__Text block__
....

Identifying new cofactors of a master regulator of epigenetics in cancer cells

image

Title: Identifying new cofactors of a master regulator of epigenetics in cancer cells
Directors: Samir MERABET & Jiemin WONG
Discipline: Life Sciences
Status: Completed Project
Starting date: 2018

Directors

Summary

The College of Life Science at East China Normal University and the Institute of Functional Genomics (IGFL) at Ecole Normale Supérieure de Lyon are joining forces in this collaborative research project to capture key regulatory cofactors of a chromatin modifying enzyme involved in cancer.

Key developmental genes are often involved in cancers upon mutations affecting their activity and/or expression profile in the adult organism. Most of these genes encode for proteins that regulate gene expression, such as transcription factors (TFs) and chromatin remodelling (also called epigenetic) factors. Chromatin remodelling relies on a specific code of post-translational modifications occurring on genomic DNA and histone proteins. This code is responsible of the open or closed state of the DNA double helix, allowing or not the access of transcription factors to their target cis-regulatory sequences. Although chromatin remodelling proteins and TFs are supposed to work in a conjoint manner genome-wide, very few interactions between these two categories of regulators have been identified to date. As a consequence, whether and how these regulators could work together for specific gene regulation in normal or aberrant cell contexts remains poorly understood.

....

__Recorded information__
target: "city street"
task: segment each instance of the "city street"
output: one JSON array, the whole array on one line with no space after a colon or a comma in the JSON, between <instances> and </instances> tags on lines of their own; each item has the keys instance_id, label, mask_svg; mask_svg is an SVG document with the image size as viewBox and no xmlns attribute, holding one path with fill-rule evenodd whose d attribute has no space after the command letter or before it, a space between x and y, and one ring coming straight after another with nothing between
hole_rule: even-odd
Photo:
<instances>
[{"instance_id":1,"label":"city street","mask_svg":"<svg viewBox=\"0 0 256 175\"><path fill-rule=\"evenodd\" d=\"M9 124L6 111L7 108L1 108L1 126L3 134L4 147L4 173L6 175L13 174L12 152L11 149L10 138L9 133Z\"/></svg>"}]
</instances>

....

__Instructions__
**a)** Answer these questions from the project description:
(i) Who directs the project?
(ii) In what year did the project start?
(iii) Which institute at Ecole Normale Supérieure de Lyon takes part in the collaboration?
**b)** Repeat the project description from "The College of" up to and including "involved in cancer.".
The records are not needed here.

__Responses by task__
**a)**
(i) Samir MERABET and Jiemin WONG
(ii) 2018
(iii) The Institute of Functional Genomics (IGFL)

**b)**
The College of Life Science at East China Normal University and the Institute of Functional Genomics (IGFL) at Ecole Normale Supérieure de Lyon are joining forces in this collaborative research project to capture key regulatory cofactors of a chromatin modifying enzyme involved in cancer.